Source material ::
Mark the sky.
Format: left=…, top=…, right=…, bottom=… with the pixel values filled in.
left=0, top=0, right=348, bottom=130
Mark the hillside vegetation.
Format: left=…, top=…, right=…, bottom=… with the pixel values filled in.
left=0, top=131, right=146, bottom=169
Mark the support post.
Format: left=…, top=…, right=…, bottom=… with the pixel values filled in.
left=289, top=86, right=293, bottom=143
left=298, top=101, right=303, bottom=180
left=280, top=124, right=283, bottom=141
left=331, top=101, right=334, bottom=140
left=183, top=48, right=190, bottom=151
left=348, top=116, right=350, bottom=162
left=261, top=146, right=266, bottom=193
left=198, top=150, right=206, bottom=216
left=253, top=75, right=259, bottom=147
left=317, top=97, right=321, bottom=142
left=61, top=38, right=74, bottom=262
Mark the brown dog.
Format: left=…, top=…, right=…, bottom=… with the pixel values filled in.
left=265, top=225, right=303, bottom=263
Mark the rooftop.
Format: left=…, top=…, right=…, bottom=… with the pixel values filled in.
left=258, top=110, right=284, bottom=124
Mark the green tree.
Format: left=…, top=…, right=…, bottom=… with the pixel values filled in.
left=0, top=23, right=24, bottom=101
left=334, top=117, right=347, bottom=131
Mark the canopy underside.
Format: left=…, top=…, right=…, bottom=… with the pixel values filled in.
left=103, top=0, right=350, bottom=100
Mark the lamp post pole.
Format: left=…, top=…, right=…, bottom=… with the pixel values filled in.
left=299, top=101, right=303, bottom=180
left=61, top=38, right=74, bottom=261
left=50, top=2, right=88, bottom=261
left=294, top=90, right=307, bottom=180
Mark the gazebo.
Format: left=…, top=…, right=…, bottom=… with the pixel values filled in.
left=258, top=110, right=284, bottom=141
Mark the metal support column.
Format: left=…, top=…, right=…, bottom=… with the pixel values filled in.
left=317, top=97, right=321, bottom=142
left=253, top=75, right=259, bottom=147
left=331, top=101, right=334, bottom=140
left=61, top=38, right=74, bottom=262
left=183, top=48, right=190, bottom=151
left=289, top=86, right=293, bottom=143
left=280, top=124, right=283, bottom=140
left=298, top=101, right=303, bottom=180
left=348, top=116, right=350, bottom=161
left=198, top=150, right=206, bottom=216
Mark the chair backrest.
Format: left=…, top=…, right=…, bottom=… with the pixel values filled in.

Work instruction :: Find the number of lines in the data above that contain "support". Please give that number alone.

Result of the exercise :: 2